Copy out the following material word for word, starting with the line that contains "Annotate any visible shirt collar." and ending with the line that contains "[[115, 42, 192, 95]]", both lines included.

[Excerpts from bounding box data]
= = = = = = =

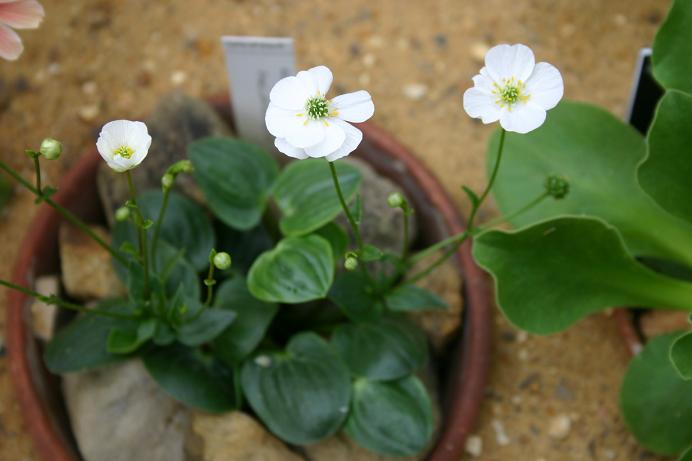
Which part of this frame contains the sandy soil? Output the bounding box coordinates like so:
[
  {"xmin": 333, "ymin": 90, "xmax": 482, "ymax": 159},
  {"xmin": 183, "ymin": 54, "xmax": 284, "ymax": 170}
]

= = = = = = =

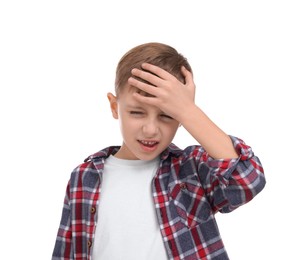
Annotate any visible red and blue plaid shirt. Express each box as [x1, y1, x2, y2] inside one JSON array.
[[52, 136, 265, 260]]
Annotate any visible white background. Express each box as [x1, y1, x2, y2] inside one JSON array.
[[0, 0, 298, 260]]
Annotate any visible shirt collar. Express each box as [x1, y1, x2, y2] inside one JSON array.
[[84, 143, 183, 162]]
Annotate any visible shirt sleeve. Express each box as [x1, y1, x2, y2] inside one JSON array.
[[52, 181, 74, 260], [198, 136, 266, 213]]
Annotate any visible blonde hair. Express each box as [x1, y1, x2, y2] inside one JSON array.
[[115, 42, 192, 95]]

= = = = = = =

#### SOLVED EXERCISE
Annotate any visible shirt collar. Express each box as [x1, y1, x2, y2] inside one JSON array.
[[84, 143, 183, 162]]
Annotate any visible shirt sleeve. Express each box as [x1, y1, x2, y2] inside one JSON array.
[[52, 181, 74, 260], [198, 136, 266, 213]]
Annotate any visible blonde hair. Express each box as [x1, y1, x2, y2] inside one JSON array.
[[115, 42, 192, 95]]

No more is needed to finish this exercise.